■ **Kutipan Terpilih**:
+ + + +

Penemuan Ladang Ganja di Zona Konservasi
Dilansir dari radarbromo.jawapos, ladang ganja ini ditemukan dalam zona rimba yang dikelola oleh Seksi Pengelolaan Taman Nasional (SPTN) Wilayah 3 Senduro, Kabupaten Lumajang. Total luas area penanaman yang ditemukan mencapai kurang dari satu hektar dari total 6.367 hektar kawasan konservasi.

Pekan lalu, persidangan terkait kasus ini digelar dengan menghadirkan tiga saksi utama. Mereka adalah Yunus Tri Cahyono, seorang polisi hutan yang terlibat dalam pengawasan kawasan konservasi, Edwy Yunantu, selaku Kepala Resor Senduro yang memiliki wewenang dalam pengelolaan wilayah tersebut, serta Untung, staf Kantor Balai Besar TNBTS yang turut serta dalam pemantauan dan penanganan kasus ini.

+ + + +

■ **Data yang Diberikan**:

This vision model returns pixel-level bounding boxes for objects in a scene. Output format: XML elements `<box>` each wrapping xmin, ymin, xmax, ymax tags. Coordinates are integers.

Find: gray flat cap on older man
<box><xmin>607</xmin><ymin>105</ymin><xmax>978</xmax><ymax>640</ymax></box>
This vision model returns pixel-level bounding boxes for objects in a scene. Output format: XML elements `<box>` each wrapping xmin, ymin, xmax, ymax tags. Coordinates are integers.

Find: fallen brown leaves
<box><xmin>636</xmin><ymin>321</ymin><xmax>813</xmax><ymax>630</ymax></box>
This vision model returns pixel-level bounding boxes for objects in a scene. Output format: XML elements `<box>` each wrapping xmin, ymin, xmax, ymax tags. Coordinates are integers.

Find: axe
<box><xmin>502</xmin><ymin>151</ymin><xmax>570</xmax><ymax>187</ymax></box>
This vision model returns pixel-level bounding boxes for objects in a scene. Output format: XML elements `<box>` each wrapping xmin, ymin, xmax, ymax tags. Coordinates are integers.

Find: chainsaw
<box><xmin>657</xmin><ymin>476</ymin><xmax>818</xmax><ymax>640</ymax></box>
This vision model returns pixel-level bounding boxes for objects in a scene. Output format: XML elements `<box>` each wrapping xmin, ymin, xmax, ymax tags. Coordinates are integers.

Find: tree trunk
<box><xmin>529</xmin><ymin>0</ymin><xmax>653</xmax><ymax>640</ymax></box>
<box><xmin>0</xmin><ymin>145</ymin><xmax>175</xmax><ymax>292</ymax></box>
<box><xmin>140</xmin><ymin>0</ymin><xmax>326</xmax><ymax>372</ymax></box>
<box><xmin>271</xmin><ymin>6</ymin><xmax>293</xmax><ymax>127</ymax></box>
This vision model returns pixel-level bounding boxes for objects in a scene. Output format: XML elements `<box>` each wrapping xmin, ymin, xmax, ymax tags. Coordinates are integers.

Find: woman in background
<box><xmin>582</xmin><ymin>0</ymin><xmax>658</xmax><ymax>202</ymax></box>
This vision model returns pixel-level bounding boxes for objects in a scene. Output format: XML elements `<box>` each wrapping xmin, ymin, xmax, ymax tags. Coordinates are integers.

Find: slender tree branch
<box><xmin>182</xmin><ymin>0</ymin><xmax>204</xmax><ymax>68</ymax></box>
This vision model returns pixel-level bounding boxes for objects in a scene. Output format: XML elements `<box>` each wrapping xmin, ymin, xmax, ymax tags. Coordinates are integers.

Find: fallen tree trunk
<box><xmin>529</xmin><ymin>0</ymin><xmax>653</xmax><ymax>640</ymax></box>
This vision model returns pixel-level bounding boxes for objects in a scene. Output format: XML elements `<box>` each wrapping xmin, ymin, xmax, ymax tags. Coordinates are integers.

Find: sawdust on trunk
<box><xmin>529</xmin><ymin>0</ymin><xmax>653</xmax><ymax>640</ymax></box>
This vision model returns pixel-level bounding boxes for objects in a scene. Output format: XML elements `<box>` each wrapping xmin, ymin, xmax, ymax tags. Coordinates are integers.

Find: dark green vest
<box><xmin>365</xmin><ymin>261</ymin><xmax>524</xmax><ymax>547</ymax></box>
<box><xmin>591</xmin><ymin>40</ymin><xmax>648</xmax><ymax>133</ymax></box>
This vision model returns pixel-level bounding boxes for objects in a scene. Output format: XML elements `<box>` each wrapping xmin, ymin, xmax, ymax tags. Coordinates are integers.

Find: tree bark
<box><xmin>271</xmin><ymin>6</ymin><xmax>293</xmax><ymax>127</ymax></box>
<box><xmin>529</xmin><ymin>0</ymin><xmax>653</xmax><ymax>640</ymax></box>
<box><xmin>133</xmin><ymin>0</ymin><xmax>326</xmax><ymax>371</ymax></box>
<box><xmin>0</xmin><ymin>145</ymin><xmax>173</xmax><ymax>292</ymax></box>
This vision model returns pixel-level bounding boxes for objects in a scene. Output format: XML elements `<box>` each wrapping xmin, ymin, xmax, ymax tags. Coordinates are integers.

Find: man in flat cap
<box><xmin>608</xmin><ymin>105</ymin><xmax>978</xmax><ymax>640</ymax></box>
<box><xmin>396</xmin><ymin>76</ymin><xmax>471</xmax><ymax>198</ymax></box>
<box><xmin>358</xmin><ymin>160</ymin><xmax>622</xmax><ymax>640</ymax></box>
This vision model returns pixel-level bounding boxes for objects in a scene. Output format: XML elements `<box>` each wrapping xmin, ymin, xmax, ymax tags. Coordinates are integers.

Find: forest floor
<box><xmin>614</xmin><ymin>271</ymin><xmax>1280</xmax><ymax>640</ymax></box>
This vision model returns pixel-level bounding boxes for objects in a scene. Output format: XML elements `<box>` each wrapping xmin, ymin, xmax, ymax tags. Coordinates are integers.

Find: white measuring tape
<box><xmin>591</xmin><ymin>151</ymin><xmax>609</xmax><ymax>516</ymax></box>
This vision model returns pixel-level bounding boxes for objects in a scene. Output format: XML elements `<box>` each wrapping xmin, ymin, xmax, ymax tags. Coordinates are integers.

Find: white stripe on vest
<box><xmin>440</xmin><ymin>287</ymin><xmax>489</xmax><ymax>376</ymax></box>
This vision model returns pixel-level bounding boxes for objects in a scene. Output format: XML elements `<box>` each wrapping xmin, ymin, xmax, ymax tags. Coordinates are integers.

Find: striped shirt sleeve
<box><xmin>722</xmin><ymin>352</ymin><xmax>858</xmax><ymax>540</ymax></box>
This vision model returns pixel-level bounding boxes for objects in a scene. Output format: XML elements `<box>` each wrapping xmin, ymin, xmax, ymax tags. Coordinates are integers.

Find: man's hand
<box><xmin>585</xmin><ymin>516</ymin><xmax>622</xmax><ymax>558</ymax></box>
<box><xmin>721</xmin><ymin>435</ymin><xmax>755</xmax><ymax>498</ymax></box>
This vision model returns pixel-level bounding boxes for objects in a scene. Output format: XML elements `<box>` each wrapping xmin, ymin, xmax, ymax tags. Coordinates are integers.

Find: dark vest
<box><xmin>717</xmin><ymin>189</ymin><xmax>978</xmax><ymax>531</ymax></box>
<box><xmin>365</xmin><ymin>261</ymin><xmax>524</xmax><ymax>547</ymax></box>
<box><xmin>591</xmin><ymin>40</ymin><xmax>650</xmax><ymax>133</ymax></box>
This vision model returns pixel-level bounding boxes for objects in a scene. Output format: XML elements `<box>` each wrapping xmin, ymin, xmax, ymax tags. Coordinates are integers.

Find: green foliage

+ + + +

■ **Tugas Anda**:
Dari kutipan tentang ladang ganja di atas, tuliskan nama semua saksi utama yang dihadirkan dalam persidangan beserta jabatan masing-masing. Data di atas diambil dari sumber lain.

■ **Jawaban Tugas**:
- Yunus Tri Cahyono: polisi hutan yang terlibat dalam pengawasan kawasan konservasi
- Edwy Yunantu: Kepala Resor Senduro
- Untung: staf Kantor Balai Besar TNBTS